Could you copy, character for character, the part of the items below that opens with the line containing "the forest, that" and closes with the line containing "M1 0L1 12L135 50L236 91L256 91L253 0Z", including both of those lines?

Data
----

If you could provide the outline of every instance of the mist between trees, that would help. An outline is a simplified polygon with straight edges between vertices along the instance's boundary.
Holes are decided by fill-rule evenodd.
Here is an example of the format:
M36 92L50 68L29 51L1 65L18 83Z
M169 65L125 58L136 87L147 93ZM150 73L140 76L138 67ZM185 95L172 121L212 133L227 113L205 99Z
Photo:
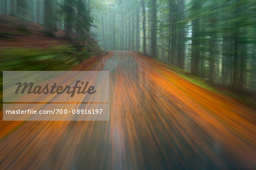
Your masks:
M254 0L2 0L1 12L146 53L211 83L256 92Z

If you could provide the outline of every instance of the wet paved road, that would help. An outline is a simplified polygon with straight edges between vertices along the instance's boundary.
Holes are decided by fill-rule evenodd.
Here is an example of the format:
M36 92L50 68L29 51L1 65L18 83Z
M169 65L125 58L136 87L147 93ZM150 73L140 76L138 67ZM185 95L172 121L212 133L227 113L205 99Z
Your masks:
M91 70L110 71L110 121L1 122L0 169L255 168L255 110L136 52Z

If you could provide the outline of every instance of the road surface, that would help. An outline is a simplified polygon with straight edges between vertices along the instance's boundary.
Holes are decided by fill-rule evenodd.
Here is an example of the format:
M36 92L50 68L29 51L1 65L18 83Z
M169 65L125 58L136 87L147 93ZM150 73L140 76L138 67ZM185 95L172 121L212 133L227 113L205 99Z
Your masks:
M0 169L256 168L253 109L136 52L95 63L110 71L109 121L2 121Z

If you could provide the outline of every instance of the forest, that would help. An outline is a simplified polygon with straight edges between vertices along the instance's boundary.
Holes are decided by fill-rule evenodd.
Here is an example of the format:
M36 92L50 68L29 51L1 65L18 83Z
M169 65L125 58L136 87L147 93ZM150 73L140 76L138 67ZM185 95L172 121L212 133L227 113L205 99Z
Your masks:
M0 0L0 68L1 170L256 169L255 0Z
M1 0L1 12L135 50L236 91L256 91L253 0Z

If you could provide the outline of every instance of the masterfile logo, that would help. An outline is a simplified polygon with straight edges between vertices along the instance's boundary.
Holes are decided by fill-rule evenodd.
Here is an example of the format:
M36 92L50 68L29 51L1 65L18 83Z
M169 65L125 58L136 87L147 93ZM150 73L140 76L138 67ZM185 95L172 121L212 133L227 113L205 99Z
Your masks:
M4 71L3 83L4 121L109 120L108 71Z

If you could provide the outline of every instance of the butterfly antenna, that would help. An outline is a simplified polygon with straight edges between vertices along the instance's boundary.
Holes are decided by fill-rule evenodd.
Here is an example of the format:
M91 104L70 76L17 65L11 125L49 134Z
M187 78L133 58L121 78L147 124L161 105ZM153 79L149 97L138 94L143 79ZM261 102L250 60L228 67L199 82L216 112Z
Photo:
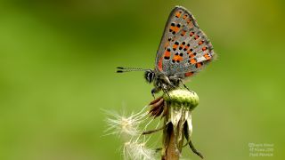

----

Solution to this task
If you could provide the outline of every instance of the forest, that would help. An outline is a simplified polygon with straight edges between vertices along the instance's boundary.
Holes are decided by fill-rule evenodd.
Here is an example of the format:
M36 92L50 68L29 51L1 65L18 83Z
M169 65L125 58L136 87L147 93ZM150 73L140 76L138 67ZM185 95L172 121L212 133L227 113L205 99Z
Your masks:
M0 0L0 68L1 170L256 169L255 0Z
M1 0L1 12L135 50L236 91L256 91L253 0Z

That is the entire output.